>>>

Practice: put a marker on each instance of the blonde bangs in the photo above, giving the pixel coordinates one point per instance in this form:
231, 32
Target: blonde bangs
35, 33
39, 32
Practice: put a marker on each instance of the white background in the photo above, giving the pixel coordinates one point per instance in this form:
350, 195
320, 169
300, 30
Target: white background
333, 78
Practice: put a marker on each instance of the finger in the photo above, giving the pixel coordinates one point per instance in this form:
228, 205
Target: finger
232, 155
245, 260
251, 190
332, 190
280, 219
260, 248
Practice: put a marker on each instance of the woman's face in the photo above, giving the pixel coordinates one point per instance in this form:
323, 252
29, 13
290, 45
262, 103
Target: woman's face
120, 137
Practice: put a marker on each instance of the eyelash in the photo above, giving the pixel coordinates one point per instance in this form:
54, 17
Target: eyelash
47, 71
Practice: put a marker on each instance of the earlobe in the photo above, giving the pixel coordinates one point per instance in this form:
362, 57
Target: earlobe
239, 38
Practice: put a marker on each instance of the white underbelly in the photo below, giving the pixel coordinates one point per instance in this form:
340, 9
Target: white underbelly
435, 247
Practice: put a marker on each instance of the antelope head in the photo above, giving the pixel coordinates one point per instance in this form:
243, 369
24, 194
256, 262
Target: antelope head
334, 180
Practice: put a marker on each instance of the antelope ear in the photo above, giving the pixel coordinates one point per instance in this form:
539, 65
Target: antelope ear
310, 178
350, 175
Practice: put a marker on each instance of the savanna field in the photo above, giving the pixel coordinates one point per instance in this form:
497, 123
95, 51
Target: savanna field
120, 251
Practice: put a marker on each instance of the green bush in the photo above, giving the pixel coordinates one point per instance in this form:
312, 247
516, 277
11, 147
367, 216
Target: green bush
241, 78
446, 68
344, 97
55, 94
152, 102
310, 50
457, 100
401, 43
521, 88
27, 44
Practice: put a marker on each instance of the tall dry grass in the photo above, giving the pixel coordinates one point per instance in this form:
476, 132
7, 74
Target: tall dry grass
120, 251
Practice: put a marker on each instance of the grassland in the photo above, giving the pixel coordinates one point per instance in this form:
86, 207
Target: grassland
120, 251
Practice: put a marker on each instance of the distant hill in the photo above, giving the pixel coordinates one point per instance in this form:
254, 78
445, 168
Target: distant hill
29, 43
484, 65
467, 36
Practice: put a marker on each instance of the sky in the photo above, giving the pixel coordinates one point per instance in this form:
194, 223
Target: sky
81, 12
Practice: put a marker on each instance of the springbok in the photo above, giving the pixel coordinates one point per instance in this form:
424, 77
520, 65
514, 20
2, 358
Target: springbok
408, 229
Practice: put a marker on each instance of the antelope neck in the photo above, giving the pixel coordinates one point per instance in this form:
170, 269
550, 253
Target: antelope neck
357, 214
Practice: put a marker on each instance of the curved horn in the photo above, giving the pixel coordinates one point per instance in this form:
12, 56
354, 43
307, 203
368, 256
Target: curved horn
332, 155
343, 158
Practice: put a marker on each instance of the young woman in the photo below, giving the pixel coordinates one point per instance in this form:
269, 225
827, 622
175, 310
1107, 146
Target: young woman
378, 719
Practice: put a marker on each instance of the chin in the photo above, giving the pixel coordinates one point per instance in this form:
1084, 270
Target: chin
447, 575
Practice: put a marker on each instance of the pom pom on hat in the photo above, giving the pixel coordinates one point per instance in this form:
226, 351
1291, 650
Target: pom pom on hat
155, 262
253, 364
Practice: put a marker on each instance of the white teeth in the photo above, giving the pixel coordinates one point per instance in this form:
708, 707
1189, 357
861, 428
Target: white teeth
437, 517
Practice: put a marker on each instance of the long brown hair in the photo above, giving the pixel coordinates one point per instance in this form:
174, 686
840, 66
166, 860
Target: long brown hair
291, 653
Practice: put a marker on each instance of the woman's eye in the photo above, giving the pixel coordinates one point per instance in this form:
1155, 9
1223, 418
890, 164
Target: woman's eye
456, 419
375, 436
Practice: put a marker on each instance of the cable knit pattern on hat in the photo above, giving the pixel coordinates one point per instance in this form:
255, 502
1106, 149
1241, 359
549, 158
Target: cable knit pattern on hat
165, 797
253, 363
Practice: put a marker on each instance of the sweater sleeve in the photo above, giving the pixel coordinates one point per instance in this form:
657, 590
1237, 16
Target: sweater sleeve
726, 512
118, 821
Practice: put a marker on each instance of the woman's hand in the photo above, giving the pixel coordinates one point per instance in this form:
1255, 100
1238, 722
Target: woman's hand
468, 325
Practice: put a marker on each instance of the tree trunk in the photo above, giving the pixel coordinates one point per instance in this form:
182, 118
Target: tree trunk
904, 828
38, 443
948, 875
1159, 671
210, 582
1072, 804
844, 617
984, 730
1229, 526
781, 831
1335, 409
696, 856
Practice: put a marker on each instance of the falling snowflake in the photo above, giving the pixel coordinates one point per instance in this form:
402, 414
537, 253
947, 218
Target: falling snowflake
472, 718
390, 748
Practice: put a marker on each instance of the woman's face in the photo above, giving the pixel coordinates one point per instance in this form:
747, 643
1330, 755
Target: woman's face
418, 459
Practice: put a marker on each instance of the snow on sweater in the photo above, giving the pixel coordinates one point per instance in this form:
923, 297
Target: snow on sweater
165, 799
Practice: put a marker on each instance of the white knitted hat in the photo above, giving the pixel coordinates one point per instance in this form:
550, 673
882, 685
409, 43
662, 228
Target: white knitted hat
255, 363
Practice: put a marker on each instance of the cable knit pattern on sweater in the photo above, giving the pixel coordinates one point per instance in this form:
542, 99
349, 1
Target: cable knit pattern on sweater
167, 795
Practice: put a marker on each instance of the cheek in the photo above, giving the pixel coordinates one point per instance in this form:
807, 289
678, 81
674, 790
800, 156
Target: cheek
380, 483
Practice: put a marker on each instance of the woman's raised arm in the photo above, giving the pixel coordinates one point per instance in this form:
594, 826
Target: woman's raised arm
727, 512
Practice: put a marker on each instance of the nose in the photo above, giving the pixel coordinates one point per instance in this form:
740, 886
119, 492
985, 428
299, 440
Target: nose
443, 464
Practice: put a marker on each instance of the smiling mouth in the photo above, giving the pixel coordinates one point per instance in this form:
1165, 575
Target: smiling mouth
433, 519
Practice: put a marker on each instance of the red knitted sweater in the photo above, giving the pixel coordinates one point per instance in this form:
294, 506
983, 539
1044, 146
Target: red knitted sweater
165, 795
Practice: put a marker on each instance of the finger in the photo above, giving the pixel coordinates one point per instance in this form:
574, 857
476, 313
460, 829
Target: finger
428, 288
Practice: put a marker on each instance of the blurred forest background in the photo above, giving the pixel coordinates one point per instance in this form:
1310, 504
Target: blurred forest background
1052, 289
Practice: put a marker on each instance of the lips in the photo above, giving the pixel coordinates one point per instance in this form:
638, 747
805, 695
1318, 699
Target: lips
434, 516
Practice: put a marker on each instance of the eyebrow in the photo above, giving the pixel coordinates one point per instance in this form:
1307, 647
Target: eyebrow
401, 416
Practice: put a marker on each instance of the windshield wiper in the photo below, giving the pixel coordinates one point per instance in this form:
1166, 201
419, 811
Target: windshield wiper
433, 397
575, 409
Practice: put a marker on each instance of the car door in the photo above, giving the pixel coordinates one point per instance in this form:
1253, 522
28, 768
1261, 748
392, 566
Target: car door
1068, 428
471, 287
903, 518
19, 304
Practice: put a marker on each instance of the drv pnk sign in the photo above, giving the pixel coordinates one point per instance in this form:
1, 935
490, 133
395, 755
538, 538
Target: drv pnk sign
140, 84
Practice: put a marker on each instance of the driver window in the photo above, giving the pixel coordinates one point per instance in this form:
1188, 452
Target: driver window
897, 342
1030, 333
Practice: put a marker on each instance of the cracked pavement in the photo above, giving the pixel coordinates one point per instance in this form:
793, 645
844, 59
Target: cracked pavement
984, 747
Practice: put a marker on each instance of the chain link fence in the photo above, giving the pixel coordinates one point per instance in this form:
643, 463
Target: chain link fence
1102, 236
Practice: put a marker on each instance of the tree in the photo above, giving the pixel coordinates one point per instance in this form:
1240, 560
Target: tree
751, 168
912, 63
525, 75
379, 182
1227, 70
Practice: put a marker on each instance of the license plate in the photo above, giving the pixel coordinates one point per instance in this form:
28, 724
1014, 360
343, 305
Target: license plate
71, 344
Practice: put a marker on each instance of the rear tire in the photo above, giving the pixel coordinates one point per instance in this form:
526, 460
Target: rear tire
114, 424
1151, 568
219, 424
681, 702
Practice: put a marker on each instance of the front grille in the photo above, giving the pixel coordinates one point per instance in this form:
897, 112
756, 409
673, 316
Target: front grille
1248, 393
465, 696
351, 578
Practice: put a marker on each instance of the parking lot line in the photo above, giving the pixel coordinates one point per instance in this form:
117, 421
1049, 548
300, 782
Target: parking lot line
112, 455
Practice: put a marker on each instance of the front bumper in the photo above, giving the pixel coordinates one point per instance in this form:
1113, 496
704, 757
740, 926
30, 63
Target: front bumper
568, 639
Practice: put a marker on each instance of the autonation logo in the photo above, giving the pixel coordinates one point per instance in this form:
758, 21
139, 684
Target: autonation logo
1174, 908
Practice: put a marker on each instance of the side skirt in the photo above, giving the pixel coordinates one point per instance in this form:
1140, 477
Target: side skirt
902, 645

<<<

**Exercise:** Lines that contain "below" are to be copied from the records above.

**Response box:**
Practice: put a marker on each instance of the white underbelly in the photo below, giving the pixel coordinates one point per instance in this form:
Practice: put a marker on each instance of the young woman in the photo below, giving the pixel coordinates one point per instance in this form:
Practice: put a marker on each instance of the windshield wiper in the photo below, giving the pixel coordinates one point per instance in this form:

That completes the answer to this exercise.